- Supplied information
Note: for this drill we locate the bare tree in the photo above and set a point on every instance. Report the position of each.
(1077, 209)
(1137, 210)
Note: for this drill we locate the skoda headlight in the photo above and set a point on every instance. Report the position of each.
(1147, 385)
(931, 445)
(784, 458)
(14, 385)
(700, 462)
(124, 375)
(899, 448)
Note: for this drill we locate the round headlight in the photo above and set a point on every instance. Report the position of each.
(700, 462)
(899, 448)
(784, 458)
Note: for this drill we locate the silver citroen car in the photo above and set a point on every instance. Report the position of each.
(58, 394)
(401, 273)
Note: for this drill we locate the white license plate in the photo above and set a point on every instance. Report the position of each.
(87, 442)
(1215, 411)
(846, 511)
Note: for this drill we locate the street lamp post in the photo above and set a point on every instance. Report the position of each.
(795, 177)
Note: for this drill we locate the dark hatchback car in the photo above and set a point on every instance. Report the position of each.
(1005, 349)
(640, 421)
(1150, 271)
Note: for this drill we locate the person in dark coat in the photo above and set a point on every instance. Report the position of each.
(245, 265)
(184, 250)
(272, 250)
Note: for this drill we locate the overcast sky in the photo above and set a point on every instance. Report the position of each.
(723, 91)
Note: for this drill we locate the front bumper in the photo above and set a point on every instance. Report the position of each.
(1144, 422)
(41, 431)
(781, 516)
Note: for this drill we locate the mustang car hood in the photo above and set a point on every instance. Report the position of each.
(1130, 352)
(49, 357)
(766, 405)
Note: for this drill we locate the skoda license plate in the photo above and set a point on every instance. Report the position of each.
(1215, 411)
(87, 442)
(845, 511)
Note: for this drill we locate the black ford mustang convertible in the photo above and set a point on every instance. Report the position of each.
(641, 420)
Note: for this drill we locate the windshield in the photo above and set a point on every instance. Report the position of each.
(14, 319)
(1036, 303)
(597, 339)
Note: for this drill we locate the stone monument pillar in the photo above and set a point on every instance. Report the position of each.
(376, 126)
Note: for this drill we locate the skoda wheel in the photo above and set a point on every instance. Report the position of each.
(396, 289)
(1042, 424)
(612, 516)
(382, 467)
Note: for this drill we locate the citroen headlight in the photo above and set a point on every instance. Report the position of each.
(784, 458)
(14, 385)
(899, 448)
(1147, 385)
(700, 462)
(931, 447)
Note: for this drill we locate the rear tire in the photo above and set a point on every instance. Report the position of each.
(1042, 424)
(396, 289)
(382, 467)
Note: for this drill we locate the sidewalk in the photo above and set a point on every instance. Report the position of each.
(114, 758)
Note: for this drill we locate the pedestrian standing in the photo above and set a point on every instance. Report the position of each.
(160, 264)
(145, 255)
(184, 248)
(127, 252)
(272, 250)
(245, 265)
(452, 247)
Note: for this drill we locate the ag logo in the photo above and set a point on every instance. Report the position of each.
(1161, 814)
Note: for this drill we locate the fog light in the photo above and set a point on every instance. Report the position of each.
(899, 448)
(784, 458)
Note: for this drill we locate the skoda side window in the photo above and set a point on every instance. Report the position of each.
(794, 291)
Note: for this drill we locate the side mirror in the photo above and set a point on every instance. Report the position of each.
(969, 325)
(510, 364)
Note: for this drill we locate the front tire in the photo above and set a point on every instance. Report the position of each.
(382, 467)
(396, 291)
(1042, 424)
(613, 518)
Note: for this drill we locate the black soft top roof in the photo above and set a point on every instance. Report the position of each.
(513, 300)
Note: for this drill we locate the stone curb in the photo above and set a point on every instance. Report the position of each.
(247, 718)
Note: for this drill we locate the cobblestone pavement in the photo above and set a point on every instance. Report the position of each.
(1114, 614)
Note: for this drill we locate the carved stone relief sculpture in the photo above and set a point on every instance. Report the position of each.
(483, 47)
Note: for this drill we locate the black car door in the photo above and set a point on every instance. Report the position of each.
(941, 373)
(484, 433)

- Stated problem
Reproduce all of the records above with "drill" replaced by "exercise" wherever it occurs, keeping every other word and number the same.

- Response to the exercise
Note: for this exercise we locate the bare tree in the photo above and set a point on every instance. Report the position of each.
(1077, 209)
(1137, 210)
Note: for this exercise we locate the skoda headlight in the photo above and set a point on every instance. Report the position of each.
(1147, 385)
(931, 445)
(784, 458)
(14, 385)
(700, 462)
(124, 375)
(899, 448)
Note: for this exercise we locate the round headlight in the photo above and set a point on every instance. Report the position of each.
(700, 462)
(899, 448)
(784, 458)
Note: for this exercise we locate the silver citroen car in the photo above and set a point on every instance. Report the position of each.
(58, 394)
(401, 273)
Note: for this exercise we locate the white license plate in the photo above and set a point on every instance. Report the position of each.
(87, 442)
(1215, 411)
(846, 511)
Note: for this exercise we locate the street lamp post in the photo above and set a point on every instance. Report the position of each.
(795, 177)
Note: for this exercise we locate the dark hatchback car in the photo above and set a point on every instance. Report the position of each.
(1005, 349)
(640, 421)
(1150, 271)
Note: for this exercise we locate the person in dark coat in the photo above and set a point on every instance. Report the position of each.
(245, 265)
(184, 250)
(272, 250)
Note: for this exercise we locate the overcast sky in the photo above and set a point on every instance. Report the position of each.
(723, 91)
Note: for this exercise we locate the front bumper in the photo above and set a point on every instance. Report the position of each.
(1144, 422)
(41, 431)
(781, 516)
Note: for this exercise we locate the mustang car hood in the photo above and set a point on every instance. Report the position of each.
(1130, 352)
(49, 357)
(766, 405)
Note: for this exercise we locate the skoda license plate in the photo above and set a point on every instance. Report the position of each.
(1215, 411)
(87, 442)
(845, 511)
Note: for this exercise we locate the black ford mustang convertible in the photo above and set a point on every instance. Report the position of each.
(641, 420)
Note: for this exercise we locate the windshield in the photo above and set a point on every instance. Report the position of each.
(14, 319)
(1036, 303)
(597, 339)
Note: for this exercise we locate the stone monument pillar in the photo above and set a point on every instance. Report the position of each.
(376, 126)
Note: for this exercise we locate the skoda wheel in the photo above and set a point on every instance. Report the position of each.
(396, 289)
(1042, 424)
(612, 516)
(382, 467)
Note: for this exercise we locate the citroen headlight in the photo above and set a point on every instance. Report the position of each.
(784, 458)
(14, 385)
(899, 448)
(1147, 385)
(700, 462)
(931, 447)
Note: for this exercise we locate the rear tire in the photo above and set a point on every instance. Report the position of each.
(1042, 424)
(396, 289)
(382, 467)
Note: for this exercise we locate the sidewalk in the photo above and set a point on every instance. Report the position of each.
(114, 758)
Note: for this exercise we locate the pedestrian standing in the photo above and set a point on every instance. Report the position of each.
(160, 264)
(145, 255)
(184, 248)
(127, 252)
(272, 250)
(245, 265)
(452, 247)
Note: for this exercise we locate the ag logo in the photo above and set a point on every instance. Report the position of each.
(1161, 814)
Note: for this exercise we locate the fog light in the photo above and set a point on every instance. Report the position of each.
(899, 448)
(784, 458)
Note: for this exercise we locate the skoda side window in the photo above and set a point on every instance. Report the position of each.
(794, 291)
Note: for this exercise we locate the side mirror in the photo above and set a point on every instance. Report the position of each.
(969, 325)
(510, 364)
Note: for this exercise we locate the front tire in the photo above and set a point on every instance. Report the position of each.
(382, 467)
(396, 291)
(1042, 424)
(613, 518)
Note: for this exercise we locate the black soft top roof in the photo above and set a point on every instance. Report the position of each.
(513, 300)
Note: for this exercise we locate the stone curb in the photo above and set a point on every instance. Report the position of each.
(247, 718)
Note: for this exercise we locate the cobblestone pavement in the photo above and set a point on every instance. Report the position of each.
(1114, 614)
Note: for this exercise we locate the carved stone relief sculpture in the photo above and set a point on every instance. Report the position of each.
(483, 47)
Note: for this exercise we locate the black car door in the photo above and set a point on every instance. Report the position of each.
(941, 373)
(484, 433)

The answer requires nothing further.